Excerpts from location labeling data
----------------------------------------

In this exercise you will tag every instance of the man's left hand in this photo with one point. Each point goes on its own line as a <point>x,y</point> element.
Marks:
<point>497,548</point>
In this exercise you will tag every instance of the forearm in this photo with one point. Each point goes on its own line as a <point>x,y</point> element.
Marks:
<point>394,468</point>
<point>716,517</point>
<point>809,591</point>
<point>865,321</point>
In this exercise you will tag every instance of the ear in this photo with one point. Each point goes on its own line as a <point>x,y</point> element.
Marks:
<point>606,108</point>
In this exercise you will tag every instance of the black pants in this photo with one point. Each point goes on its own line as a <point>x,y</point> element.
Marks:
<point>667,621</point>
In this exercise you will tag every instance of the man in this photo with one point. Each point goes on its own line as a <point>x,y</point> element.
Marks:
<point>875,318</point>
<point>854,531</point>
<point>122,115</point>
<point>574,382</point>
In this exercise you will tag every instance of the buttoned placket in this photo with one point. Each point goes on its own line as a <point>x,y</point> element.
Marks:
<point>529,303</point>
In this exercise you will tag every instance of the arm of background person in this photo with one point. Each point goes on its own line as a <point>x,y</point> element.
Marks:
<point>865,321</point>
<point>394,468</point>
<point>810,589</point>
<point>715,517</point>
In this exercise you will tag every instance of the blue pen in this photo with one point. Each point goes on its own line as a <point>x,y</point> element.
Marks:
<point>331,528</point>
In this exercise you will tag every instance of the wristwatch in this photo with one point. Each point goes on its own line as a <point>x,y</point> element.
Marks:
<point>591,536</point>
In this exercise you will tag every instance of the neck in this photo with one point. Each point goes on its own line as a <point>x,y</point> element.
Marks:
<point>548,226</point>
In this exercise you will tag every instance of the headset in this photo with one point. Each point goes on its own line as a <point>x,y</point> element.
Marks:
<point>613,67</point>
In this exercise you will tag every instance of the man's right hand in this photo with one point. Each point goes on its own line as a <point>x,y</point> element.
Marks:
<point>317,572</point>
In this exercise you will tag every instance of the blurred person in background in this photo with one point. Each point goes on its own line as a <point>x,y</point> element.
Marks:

----------------------------------------

Exercise: Could you rewrite all of the items above as a JSON list of strings, with one string per line and no blank lines?

The output:
[
  "In this exercise you will tag every instance of the man's left hand in this photo with one point. Each point goes on its own line as a <point>x,y</point> element.",
  "Marks:",
  "<point>497,548</point>",
  "In this exercise you will tag every instance of the forearm in this photo with one point. Each point goes on its own line as a <point>x,y</point> element.",
  "Marks:",
  "<point>394,468</point>",
  "<point>716,517</point>",
  "<point>809,591</point>",
  "<point>865,321</point>",
  "In this exercise you will tag every instance of the ear in this photo with one point. Each point goes on its own line as a <point>x,y</point> element.",
  "Marks:",
  "<point>606,108</point>",
  "In this exercise you will tag every instance of the black pants in this photo with one point. Each point goes on its own line as a <point>x,y</point> element.",
  "Marks:",
  "<point>667,621</point>",
  "In this exercise you will tag every instance of the man in this photo with one point. Each point goes on its own line as a <point>x,y</point> element.",
  "Marks:",
  "<point>875,318</point>",
  "<point>854,531</point>",
  "<point>122,115</point>",
  "<point>574,382</point>",
  "In this exercise you will tag every instance of the buttoned placket in this photo with one point. Each point goes on its own line as a <point>x,y</point> element.",
  "Marks:",
  "<point>529,303</point>",
  "In this exercise you will tag every instance of the arm of background person in this photo with one point. Each point goes on its own line as a <point>x,y</point> element.",
  "Marks:",
  "<point>865,321</point>",
  "<point>394,468</point>",
  "<point>810,589</point>",
  "<point>715,517</point>",
  "In this exercise you will tag every instance of the blue pen in this photo with one point. Each point goes on its own line as a <point>x,y</point> element.",
  "Marks:",
  "<point>331,528</point>",
  "In this exercise you will tag every instance of the wristwatch in this photo with one point. Each point goes on its own line as a <point>x,y</point> element.",
  "Marks:",
  "<point>591,536</point>",
  "In this exercise you will tag every instance of the neck in this photo with one point. Each point goes on its own line as a <point>x,y</point> element.",
  "Marks:",
  "<point>548,226</point>",
  "In this exercise you will tag every instance of the headset in this photo with one point. Each point goes on its own line as a <point>x,y</point> element.",
  "Marks:",
  "<point>613,67</point>",
  "In this exercise you will tag every instance of the man's right hand in this photo with one point. Each point goes on its own line as a <point>x,y</point> element.",
  "Marks:",
  "<point>317,572</point>",
  "In this exercise you will tag every instance of the blurred person in background in this photo with one point. Each point goes on its own line as a <point>x,y</point> element.",
  "Marks:"
]